(Records of labeled points)
• • •

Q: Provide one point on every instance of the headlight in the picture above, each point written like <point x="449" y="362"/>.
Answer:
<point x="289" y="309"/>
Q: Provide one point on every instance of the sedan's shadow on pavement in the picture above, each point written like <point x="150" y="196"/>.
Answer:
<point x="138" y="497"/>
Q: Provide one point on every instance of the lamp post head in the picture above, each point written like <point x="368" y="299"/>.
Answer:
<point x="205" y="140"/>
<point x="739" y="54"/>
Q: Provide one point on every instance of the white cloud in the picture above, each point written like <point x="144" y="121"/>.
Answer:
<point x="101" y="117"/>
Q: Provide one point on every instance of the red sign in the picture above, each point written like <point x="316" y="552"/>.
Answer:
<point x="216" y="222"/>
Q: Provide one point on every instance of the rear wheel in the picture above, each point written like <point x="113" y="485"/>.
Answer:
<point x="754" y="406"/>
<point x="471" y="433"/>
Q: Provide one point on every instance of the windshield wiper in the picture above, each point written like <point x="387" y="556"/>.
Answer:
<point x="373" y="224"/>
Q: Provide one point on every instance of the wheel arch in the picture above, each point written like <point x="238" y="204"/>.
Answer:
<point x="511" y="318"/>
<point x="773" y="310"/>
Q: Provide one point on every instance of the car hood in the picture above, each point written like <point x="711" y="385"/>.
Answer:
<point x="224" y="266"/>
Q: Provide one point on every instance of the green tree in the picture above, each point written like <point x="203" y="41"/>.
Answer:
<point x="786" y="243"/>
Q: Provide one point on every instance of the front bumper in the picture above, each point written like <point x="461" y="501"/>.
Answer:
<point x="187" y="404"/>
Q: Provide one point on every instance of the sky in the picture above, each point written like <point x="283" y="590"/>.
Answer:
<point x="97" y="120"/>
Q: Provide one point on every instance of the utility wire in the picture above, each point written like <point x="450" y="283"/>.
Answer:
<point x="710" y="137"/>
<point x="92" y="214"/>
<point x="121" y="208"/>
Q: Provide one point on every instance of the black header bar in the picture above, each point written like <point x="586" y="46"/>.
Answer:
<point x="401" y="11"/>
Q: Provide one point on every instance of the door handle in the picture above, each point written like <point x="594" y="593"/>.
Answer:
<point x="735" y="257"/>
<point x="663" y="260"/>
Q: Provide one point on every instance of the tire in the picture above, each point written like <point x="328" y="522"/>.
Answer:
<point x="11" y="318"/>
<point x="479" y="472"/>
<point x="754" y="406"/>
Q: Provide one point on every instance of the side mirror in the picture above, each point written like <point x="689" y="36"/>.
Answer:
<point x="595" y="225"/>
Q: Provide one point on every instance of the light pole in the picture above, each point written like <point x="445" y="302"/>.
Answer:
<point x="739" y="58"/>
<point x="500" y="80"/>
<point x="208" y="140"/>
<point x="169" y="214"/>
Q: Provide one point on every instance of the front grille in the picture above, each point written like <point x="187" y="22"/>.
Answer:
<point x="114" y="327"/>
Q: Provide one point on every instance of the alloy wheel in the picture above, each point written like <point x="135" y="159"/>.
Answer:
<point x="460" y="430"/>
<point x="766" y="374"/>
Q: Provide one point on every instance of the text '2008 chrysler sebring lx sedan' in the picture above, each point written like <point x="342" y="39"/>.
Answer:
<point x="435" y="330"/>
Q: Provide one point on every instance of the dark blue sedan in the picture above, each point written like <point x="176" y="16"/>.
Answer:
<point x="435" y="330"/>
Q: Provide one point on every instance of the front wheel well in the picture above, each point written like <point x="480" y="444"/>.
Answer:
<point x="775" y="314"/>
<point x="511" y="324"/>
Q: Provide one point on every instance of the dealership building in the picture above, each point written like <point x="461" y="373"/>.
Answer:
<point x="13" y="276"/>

• • •

◆ **Task statement**: Copy the listing, with its requests, starting at the line containing "Q: Provide one point on every instance of the alloy" and ending at the end of the listing, and scale every answer coordinate by 1.15, rounding to whole numbers with halves rounded up. Leave the sample coordinates inside the requests unchanged.

◆ **Written reply**:
Q: Provide one point on every instance of the alloy wheel in the picture above, each point written like <point x="135" y="159"/>.
Answer:
<point x="529" y="495"/>
<point x="881" y="430"/>
Q: Provide one point on every instance of the text '2008 chrysler sebring lx sedan' in the picture above, each point written like <point x="342" y="39"/>.
Answer:
<point x="500" y="380"/>
Q: Provide one point on every instance of the dark blue sedan in the picture above, each point written like <point x="176" y="16"/>.
Answer:
<point x="500" y="380"/>
Q: Provide one point on every instance of the front wheel well in the picture above, each point written like <point x="480" y="444"/>.
Answer:
<point x="891" y="361"/>
<point x="588" y="373"/>
Q: Provide one point on every instance of the dealership building in the picture above, each point written like <point x="461" y="373"/>.
Answer:
<point x="15" y="317"/>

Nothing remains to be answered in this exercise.